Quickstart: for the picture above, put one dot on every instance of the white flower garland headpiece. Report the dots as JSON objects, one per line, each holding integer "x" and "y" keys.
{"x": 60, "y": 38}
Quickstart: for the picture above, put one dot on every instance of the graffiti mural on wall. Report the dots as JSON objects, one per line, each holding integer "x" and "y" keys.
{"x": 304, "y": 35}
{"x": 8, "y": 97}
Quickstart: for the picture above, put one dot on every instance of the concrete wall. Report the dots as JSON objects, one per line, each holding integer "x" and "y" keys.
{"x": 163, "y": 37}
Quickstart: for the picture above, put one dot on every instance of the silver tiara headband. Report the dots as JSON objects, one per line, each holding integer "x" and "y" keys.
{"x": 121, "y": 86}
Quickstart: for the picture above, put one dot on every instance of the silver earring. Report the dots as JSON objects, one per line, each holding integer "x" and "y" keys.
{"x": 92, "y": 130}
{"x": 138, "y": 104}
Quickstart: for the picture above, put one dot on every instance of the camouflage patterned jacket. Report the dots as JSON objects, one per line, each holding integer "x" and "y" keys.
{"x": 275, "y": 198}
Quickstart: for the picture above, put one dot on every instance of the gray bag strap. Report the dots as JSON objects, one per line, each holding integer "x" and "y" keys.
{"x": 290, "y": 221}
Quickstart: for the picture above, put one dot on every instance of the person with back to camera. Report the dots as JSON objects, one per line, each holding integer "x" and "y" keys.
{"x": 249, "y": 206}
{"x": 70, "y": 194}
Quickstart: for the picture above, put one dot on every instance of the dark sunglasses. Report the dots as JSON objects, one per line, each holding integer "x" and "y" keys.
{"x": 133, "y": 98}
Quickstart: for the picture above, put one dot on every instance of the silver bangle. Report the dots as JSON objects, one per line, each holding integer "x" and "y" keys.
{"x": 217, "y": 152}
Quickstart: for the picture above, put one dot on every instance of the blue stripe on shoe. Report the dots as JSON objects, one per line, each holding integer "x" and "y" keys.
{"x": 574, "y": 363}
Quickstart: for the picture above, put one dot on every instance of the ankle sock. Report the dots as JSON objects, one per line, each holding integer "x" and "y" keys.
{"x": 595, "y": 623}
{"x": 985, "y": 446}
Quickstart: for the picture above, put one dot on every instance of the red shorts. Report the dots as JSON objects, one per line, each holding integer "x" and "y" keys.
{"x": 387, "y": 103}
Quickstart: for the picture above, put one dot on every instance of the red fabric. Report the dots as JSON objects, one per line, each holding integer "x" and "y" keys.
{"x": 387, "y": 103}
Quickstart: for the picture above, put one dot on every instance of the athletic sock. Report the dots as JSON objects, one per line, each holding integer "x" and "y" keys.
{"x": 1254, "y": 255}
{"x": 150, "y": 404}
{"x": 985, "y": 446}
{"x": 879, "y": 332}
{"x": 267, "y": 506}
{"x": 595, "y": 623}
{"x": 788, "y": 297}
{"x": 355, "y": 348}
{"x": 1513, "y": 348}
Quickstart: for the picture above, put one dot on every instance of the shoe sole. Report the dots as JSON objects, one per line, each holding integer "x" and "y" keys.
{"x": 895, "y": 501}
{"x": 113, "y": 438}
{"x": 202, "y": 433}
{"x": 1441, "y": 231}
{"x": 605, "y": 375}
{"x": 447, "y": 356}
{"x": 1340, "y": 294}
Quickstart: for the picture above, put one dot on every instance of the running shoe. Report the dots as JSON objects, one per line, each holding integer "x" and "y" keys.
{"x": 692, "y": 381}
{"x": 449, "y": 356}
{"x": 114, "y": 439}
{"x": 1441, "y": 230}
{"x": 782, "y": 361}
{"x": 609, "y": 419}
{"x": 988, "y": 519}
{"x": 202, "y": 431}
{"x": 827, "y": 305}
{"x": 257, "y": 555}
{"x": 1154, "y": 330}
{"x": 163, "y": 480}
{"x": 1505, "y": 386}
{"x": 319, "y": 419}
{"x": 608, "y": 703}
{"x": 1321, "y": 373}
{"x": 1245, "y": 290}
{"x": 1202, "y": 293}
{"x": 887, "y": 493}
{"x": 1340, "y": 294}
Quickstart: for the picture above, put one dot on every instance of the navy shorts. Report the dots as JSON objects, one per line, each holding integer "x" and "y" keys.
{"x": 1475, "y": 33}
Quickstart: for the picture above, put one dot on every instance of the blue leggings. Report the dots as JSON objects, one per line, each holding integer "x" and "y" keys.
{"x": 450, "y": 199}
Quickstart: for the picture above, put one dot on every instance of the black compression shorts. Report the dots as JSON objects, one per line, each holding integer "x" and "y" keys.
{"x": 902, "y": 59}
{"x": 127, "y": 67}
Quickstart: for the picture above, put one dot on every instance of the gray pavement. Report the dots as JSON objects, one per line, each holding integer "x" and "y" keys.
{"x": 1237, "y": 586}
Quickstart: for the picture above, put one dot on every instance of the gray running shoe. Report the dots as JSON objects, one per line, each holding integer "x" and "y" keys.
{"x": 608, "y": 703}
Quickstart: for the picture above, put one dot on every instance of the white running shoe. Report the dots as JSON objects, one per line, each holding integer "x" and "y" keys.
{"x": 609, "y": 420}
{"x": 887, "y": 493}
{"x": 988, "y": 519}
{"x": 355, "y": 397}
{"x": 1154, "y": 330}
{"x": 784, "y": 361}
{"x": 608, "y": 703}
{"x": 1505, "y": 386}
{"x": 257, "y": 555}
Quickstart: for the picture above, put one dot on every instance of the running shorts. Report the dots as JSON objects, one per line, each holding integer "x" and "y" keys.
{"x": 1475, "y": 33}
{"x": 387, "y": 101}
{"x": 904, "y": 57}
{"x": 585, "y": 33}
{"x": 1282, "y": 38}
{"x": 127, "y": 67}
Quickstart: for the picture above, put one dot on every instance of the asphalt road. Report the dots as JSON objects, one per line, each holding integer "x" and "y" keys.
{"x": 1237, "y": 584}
────────────────────
Only the stretch of lines that begins with the one holding "the running shorts." and ends with the last line above belongs in the answer; please write it out exactly.

◆ **Written reply**:
Quickstart: for the picture above, put one dot on every instance of the running shorts. Report the dots as JSON objects, one per line, each holding integer "x" and "y" keys.
{"x": 1475, "y": 33}
{"x": 387, "y": 101}
{"x": 904, "y": 57}
{"x": 585, "y": 33}
{"x": 1282, "y": 38}
{"x": 127, "y": 67}
Quickstart: for the picture above, put one dot on every instance of the asphalt road. Report the dots as JSON objects, one per line, each holding integer "x" and "y" keys.
{"x": 1237, "y": 584}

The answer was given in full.